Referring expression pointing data
== Segment start ==

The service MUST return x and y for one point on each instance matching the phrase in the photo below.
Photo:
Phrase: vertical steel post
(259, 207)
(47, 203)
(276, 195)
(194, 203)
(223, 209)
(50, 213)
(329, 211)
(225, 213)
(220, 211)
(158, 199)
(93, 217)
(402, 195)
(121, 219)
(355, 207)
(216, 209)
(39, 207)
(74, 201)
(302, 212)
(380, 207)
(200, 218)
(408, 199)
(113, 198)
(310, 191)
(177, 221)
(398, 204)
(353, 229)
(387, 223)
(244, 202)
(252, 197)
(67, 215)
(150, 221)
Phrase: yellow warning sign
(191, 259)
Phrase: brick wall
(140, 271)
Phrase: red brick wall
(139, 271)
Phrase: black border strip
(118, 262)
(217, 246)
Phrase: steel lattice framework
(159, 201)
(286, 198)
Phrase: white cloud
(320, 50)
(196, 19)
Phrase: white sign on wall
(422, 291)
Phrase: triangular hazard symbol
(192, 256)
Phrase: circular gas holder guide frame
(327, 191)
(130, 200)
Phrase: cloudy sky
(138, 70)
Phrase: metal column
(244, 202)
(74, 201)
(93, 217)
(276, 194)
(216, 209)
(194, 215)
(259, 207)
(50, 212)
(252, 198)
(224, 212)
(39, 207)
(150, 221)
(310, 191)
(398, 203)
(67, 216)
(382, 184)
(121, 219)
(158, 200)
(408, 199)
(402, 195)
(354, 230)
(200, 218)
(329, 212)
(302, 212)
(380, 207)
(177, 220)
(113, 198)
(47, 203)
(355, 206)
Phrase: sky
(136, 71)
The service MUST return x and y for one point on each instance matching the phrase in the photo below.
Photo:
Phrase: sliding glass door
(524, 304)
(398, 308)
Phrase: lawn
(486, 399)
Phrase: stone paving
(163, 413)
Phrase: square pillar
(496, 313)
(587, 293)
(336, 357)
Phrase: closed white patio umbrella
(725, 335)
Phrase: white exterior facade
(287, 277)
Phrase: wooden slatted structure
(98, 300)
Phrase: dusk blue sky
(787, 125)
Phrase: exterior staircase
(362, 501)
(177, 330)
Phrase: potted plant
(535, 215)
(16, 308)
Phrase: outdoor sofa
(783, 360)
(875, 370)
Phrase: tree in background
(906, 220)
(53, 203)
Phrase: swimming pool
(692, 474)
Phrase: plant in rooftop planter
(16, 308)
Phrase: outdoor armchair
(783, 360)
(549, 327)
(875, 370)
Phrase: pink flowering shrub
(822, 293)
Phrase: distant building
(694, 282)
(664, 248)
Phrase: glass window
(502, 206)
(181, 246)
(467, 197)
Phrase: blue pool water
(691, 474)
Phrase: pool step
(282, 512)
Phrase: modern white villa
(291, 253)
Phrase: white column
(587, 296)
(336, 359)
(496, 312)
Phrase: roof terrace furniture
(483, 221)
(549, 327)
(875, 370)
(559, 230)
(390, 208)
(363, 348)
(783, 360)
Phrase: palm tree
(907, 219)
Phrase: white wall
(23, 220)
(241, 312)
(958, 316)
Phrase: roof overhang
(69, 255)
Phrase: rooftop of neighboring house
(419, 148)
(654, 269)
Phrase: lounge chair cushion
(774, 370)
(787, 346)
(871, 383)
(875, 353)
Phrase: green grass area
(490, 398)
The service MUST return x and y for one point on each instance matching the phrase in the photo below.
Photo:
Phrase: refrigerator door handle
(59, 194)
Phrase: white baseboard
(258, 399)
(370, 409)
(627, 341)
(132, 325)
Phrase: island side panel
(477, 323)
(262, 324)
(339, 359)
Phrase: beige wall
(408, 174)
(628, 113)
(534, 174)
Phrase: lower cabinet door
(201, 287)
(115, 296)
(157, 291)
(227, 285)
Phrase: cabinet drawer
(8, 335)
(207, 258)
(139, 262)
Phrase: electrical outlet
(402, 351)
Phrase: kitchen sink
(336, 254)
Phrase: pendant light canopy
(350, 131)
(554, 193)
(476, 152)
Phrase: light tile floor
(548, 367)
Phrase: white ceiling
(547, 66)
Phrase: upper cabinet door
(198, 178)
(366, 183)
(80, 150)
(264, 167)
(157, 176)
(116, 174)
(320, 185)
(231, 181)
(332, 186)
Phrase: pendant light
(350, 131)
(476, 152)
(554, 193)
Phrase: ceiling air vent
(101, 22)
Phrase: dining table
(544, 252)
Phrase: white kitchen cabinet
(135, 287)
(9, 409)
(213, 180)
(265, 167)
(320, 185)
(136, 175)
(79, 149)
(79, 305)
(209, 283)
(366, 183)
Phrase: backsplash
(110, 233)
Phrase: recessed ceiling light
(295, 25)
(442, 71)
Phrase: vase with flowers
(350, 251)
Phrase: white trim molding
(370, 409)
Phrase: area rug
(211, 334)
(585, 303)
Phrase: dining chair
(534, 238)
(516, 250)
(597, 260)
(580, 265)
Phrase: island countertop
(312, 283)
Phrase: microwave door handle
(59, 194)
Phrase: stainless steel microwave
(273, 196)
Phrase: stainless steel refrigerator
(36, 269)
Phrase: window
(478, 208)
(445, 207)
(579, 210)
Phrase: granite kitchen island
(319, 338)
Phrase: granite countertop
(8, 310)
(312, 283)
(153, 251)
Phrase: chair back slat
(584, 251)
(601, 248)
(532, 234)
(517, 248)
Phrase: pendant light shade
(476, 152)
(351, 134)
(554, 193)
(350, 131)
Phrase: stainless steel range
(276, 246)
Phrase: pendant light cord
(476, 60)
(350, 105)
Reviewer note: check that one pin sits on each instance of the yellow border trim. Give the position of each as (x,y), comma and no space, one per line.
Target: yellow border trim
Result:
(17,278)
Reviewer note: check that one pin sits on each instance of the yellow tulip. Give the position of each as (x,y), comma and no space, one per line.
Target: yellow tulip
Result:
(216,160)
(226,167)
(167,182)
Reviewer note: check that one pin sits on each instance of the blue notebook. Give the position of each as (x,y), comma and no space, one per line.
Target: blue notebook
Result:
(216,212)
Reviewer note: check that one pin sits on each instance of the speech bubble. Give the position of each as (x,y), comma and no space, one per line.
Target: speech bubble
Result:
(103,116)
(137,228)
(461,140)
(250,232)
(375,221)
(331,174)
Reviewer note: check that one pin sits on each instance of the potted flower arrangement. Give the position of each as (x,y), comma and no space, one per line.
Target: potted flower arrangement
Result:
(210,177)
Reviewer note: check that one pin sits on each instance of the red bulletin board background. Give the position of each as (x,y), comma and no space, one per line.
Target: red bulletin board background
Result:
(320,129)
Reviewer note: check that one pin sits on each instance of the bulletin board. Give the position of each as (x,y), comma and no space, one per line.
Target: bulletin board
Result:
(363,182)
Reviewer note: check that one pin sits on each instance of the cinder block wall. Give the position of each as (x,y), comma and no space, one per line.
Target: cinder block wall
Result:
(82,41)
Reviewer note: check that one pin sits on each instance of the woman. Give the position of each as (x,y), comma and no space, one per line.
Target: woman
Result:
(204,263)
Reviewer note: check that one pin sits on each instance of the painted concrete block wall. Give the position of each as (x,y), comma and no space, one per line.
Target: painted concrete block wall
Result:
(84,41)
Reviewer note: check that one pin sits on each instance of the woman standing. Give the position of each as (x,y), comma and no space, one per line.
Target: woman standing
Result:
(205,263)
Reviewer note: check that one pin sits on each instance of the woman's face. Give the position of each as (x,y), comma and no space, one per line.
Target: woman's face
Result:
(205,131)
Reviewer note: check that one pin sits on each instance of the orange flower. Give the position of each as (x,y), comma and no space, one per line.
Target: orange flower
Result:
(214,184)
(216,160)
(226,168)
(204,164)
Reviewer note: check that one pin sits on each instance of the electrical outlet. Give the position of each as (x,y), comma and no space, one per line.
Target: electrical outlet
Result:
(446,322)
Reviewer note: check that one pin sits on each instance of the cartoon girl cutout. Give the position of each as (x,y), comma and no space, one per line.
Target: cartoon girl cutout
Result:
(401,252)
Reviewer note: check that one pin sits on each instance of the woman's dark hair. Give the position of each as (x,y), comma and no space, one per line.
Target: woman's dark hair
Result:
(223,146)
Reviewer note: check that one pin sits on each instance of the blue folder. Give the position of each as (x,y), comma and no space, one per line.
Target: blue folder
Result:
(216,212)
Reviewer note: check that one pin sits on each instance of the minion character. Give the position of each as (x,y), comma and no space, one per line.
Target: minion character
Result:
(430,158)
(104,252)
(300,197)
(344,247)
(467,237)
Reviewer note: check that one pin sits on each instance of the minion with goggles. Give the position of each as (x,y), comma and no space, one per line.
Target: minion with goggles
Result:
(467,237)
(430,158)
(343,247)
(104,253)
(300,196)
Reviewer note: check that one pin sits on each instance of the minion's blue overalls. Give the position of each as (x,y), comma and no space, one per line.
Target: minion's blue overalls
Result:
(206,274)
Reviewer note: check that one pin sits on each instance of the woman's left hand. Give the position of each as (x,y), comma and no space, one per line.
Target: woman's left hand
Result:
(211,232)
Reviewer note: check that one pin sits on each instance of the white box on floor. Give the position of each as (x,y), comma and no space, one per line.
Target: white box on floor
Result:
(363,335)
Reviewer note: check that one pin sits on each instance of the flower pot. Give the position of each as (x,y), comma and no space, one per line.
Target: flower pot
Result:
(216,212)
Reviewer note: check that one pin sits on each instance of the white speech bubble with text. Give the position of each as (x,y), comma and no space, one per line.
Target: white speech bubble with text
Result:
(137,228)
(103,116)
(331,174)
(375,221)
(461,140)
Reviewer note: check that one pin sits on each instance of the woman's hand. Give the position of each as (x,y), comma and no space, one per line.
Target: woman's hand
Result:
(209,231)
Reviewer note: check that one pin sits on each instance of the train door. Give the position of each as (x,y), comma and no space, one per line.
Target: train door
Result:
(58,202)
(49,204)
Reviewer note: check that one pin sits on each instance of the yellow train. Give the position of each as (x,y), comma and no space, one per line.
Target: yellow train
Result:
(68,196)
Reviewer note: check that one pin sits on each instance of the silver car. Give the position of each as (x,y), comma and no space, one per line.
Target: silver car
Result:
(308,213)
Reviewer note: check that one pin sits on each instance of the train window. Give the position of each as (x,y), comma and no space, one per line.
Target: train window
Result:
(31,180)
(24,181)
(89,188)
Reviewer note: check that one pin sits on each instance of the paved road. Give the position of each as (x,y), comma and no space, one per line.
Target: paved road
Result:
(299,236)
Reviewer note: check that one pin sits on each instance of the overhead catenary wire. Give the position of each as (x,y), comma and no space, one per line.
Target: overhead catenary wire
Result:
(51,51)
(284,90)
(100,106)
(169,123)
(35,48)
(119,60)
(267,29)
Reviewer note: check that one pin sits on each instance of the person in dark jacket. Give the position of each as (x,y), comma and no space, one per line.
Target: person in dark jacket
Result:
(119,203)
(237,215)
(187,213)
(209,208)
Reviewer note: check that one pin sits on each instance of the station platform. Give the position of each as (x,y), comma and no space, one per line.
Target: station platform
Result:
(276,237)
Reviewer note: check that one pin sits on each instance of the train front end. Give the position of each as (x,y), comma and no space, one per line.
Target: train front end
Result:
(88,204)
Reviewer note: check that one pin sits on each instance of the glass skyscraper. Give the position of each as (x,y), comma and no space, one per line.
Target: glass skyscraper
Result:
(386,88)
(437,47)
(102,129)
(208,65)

== Segment end ==

▶ [GOAL OF THE EXERCISE]:
Where a line of the records has the string "left", copy that line.

▶ [WRITTEN SOLUTION]:
Reviewer note: check that one pin sits on each instance of the woman's left hand. Give the position of each as (x,y), comma and no space, one per line.
Target: woman's left hand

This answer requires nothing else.